-- Action item --
Go through the records and extract every line with the word "street".

Saved entries
=-=-=

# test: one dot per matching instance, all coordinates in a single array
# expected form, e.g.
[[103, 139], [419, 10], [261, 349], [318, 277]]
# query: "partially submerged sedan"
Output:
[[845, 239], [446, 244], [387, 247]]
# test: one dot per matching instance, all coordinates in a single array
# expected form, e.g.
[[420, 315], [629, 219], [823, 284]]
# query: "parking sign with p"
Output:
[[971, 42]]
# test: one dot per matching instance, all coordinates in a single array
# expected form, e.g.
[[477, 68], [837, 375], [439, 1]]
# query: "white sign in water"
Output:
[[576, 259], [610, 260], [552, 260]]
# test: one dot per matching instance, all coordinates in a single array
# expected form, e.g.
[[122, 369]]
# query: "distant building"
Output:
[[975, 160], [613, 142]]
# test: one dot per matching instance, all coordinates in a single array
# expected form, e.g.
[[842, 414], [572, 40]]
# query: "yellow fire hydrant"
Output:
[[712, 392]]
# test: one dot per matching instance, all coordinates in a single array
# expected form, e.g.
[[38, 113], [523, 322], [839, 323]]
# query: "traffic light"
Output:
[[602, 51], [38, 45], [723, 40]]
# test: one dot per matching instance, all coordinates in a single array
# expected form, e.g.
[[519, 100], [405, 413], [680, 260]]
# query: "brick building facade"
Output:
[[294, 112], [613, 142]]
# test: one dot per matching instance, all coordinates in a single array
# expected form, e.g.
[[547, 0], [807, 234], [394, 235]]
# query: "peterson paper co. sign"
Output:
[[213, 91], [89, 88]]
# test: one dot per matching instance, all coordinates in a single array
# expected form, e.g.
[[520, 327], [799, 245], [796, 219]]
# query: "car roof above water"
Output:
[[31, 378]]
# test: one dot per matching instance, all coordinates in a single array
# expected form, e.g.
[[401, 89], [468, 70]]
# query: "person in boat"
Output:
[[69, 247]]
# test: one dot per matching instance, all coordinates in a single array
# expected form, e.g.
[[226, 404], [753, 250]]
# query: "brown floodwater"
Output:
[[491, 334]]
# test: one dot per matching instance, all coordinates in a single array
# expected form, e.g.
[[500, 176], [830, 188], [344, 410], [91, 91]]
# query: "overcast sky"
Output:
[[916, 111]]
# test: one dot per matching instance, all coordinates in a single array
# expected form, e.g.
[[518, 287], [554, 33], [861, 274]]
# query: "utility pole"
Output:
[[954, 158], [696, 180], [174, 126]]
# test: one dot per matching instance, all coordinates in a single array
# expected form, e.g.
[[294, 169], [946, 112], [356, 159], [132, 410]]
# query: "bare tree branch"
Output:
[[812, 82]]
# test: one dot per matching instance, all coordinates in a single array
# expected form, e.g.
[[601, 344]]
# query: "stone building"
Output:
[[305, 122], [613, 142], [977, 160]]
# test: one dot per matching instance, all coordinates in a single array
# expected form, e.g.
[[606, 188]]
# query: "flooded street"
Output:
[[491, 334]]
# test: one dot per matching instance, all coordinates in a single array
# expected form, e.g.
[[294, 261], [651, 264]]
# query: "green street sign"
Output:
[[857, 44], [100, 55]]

=-=-=

-- Worked solution --
# query: "flooded street"
# query: "green street sign"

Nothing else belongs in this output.